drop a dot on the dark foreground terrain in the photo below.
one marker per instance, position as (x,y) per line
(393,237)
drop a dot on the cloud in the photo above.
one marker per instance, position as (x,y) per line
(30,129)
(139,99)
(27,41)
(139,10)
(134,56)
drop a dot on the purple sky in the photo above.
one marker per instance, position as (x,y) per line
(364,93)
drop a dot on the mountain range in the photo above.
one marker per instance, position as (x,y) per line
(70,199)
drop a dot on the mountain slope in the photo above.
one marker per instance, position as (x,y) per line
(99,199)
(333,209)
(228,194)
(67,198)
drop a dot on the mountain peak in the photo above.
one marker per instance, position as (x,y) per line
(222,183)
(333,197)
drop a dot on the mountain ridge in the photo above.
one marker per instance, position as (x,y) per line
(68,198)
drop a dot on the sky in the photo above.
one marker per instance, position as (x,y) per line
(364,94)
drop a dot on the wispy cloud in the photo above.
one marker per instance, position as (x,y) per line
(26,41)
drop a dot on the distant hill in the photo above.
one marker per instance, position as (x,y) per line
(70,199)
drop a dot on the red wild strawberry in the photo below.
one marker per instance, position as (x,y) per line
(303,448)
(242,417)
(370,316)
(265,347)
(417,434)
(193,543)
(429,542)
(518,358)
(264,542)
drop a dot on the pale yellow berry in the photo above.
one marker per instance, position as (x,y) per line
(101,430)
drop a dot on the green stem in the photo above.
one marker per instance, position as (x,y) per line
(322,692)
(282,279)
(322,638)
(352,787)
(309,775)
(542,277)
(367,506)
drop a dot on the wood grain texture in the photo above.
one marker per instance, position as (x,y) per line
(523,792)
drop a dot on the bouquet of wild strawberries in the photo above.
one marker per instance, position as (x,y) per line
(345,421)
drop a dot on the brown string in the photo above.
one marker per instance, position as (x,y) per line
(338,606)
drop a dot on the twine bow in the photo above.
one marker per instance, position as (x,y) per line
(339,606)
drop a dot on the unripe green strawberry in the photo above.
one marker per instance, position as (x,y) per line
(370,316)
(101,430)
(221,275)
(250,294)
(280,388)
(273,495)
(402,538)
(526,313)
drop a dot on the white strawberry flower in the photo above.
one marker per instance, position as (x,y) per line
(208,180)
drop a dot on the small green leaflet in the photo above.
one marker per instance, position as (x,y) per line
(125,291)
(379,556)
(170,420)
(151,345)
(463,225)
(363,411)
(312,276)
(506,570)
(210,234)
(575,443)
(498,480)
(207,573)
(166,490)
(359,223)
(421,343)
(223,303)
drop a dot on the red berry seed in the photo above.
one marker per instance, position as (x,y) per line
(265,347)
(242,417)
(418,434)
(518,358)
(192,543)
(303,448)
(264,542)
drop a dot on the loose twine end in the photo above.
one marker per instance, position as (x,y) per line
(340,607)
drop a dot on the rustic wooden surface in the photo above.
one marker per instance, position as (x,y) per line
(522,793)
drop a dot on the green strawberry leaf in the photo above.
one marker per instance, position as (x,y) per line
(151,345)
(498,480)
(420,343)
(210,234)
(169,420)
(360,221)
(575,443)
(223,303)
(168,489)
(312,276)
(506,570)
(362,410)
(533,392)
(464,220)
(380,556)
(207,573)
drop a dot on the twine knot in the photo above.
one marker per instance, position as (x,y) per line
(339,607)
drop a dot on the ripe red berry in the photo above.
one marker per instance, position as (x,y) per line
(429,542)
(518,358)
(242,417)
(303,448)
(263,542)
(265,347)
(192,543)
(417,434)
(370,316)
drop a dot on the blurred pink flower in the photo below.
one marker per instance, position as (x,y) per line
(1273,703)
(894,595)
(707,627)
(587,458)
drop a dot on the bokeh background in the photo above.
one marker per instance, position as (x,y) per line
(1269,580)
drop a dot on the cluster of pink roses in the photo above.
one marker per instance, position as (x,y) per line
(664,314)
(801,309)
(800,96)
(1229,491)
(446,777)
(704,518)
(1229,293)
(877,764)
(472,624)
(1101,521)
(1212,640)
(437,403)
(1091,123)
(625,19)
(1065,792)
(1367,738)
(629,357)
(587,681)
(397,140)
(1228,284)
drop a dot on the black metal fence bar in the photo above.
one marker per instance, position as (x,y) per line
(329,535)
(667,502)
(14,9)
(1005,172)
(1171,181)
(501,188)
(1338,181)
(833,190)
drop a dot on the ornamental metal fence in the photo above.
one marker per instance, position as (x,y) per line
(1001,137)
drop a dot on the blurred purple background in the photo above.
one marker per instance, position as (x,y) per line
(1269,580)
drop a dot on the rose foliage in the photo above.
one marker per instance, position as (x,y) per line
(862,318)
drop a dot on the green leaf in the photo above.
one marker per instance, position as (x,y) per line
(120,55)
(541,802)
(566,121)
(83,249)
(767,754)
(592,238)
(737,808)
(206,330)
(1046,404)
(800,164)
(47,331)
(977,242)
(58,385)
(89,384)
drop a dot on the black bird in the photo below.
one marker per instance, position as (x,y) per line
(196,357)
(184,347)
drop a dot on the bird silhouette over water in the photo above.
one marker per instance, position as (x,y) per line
━━━━
## Written instruction
Retype the material in full. Each word must match.

## Full output
drop a dot on the dark foreground terrain in the photo below.
one marker per instance, position as (x,y) per line
(393,237)
drop a dot on the cloud in the photo above.
one marker per instance, position as (x,y) per line
(30,129)
(139,99)
(27,41)
(139,10)
(134,56)
drop a dot on the purple sky in the photo above.
one marker per instance, position as (x,y) per line
(364,93)
drop a dot on the mountain range in the photo above.
one marker per instance, position as (x,y) per line
(70,199)
drop a dot on the mountain slope in the photo above.
one marker per instance, position as (x,y) per line
(99,199)
(333,209)
(228,194)
(67,198)
drop a dot on the mountain peak in the photo above.
one marker per instance, position as (x,y) per line
(222,183)
(333,197)
drop a dot on the mountain ridge in the photo above.
one marker per instance, position as (x,y) per line
(68,198)
drop a dot on the sky in the photo above.
one marker per instance, position as (x,y) per line
(364,94)
drop a dot on the wispy cloud in the photo above.
one marker per instance, position as (x,y) per line
(26,41)
drop a dot on the distant hill in the photo above.
one marker per instance, position as (x,y) per line
(70,199)
drop a dot on the red wild strawberry in the photo below.
one marker per instance, position as (x,y) per line
(303,448)
(242,417)
(370,316)
(265,347)
(417,434)
(193,543)
(429,542)
(518,358)
(264,542)
drop a dot on the pale yellow berry in the photo above.
one marker per instance, position as (x,y) per line
(101,430)
drop a dot on the green stem in the photo above.
one marker per instance, position as (x,y) per line
(322,692)
(282,279)
(322,638)
(352,787)
(309,775)
(542,277)
(367,506)
drop a dot on the wood grain texture in the photo above.
one marker per instance, position as (x,y) per line
(523,792)
drop a dot on the bouquet of wild strawberries in the photo above.
one marker per instance, position as (x,y) per line
(345,421)
drop a dot on the brown string in the photo above.
one marker per instance, position as (x,y) per line
(338,606)
drop a dot on the twine bow in the photo above.
one marker per instance, position as (x,y) per line
(339,606)
drop a dot on the unripe green strawberry in the photo above.
one marker per instance, position as (x,y) per line
(370,316)
(101,430)
(221,275)
(250,294)
(280,388)
(273,495)
(402,538)
(526,313)
drop a dot on the white strawberry flower in the photo above.
one marker per instance, position as (x,y) per line
(208,180)
drop a dot on the small green leaflet in the photo above.
one marker per instance, position as (x,y) per line
(125,291)
(379,556)
(170,420)
(151,345)
(463,225)
(363,411)
(312,276)
(506,570)
(210,234)
(575,443)
(498,480)
(207,573)
(166,490)
(359,223)
(421,343)
(223,303)
drop a dot on the red berry seed in the photo above.
one marker per instance, position as (x,y) per line
(265,347)
(242,417)
(418,434)
(518,358)
(192,543)
(303,448)
(264,542)
drop a dot on the loose twine end in the photo above.
one marker per instance, position as (x,y) per line
(340,607)
drop a dot on the rustic wooden surface in the photo above.
one marker per instance, position as (x,y) per line
(522,793)
drop a dot on the green strawberry leaf in the photo above.
one marker per instance, position as (x,y) per line
(151,345)
(498,480)
(420,343)
(210,234)
(169,420)
(360,221)
(575,443)
(223,303)
(168,489)
(312,276)
(506,570)
(362,410)
(533,392)
(464,220)
(380,556)
(207,573)
drop a dot on the twine knot in the photo above.
one marker per instance, position as (x,y) per line
(339,607)
drop a dot on the ripe red berry in the photo above.
one marker per instance, position as (x,y) per line
(429,542)
(518,358)
(242,417)
(303,448)
(263,542)
(265,347)
(192,543)
(417,434)
(370,316)
drop a dot on the blurred pink flower in the photo below.
one marker per instance, position as (x,y) per line
(1273,703)
(894,595)
(707,627)
(587,458)
drop a dot on the bokeh background in the photo above.
one marker per instance, position as (x,y) per line
(1269,580)
drop a dot on the cluster of pink roses in the photo above.
one marker per instance, position as (x,y) per line
(664,314)
(801,309)
(800,96)
(1229,491)
(446,777)
(704,518)
(1229,293)
(877,764)
(472,624)
(1101,521)
(1212,640)
(437,403)
(1091,123)
(625,19)
(1065,792)
(1367,738)
(629,357)
(587,681)
(397,140)
(1228,284)
drop a dot on the black metal fence bar in the photo above.
one marker per instance, position as (x,y) per line
(329,535)
(667,502)
(14,9)
(1005,172)
(1171,181)
(501,188)
(1338,181)
(833,190)
drop a dot on the ornamental metal fence in the photo above.
one marker per instance, position as (x,y) per line
(1001,137)
drop a dot on the blurred purple background in the photo above.
one marker per instance, position as (x,y) per line
(1269,580)
drop a dot on the rose foliage in the photo above.
one marker per instance, position as (x,y) per line
(862,318)
drop a dot on the green leaf in the photo above.
one marker per instance, position as (x,y) per line
(120,55)
(541,802)
(566,121)
(83,249)
(767,754)
(592,238)
(737,808)
(206,330)
(1046,404)
(800,164)
(47,331)
(977,242)
(58,385)
(89,384)
drop a dot on the black bird in the photo below.
one marker per instance, position as (x,y) per line
(196,357)
(184,347)
drop a dot on the bird silhouette over water in the photo above.
one marker per instance, position as (x,y) per line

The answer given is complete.